Written exercise |
Rescale the stretch of items from the start through the line containing "[0,0,450,91]" by writing out every line again, requests included. Multiply each bounding-box coordinate by 0.25 and round it to a whole number, with halves rounded up, and leave the pictures out.

Available records |

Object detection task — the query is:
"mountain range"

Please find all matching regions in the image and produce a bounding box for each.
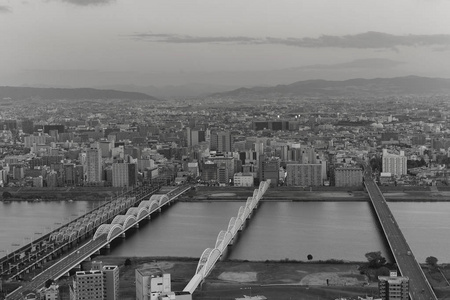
[0,86,158,100]
[209,76,450,98]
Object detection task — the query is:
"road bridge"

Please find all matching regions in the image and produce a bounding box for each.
[183,180,270,294]
[6,186,191,300]
[364,173,437,300]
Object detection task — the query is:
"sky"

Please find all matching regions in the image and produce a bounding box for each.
[0,0,450,87]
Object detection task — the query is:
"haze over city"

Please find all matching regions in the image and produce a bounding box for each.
[0,0,450,91]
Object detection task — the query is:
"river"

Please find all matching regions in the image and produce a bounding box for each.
[0,201,450,263]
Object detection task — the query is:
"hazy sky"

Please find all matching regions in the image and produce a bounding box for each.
[0,0,450,86]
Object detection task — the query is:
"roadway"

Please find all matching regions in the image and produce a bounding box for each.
[364,173,437,300]
[6,187,190,300]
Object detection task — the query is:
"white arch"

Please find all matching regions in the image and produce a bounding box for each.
[138,200,152,209]
[111,215,137,230]
[92,224,123,242]
[195,248,213,274]
[227,217,236,231]
[126,207,148,220]
[150,194,170,207]
[216,230,226,248]
[64,230,78,242]
[148,200,159,213]
[216,230,233,255]
[201,248,222,278]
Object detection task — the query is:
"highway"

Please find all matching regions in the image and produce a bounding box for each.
[364,173,437,300]
[6,186,190,300]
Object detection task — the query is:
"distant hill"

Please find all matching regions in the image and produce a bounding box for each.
[0,86,158,100]
[209,76,450,98]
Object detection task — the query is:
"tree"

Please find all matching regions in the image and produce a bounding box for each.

Exercise answer |
Object detection task — the query is:
"mountain range"

Please find all matching regions in the image and produce a bounding box for each.
[0,22,40,25]
[52,19,113,25]
Object detection task — the query is:
"road bridge"

Please find all matching regions in the image and produce a bounding box for each.
[46,45,68,74]
[2,47,48,75]
[91,43,109,75]
Object detection task — the query is:
"sky"

Please find all matching regions in the image and produce a bounding box for each.
[0,0,113,22]
Object detection task — the query is:
"haze over city"

Please find all matching regions in the image and produce a bounding box for each.
[0,0,113,23]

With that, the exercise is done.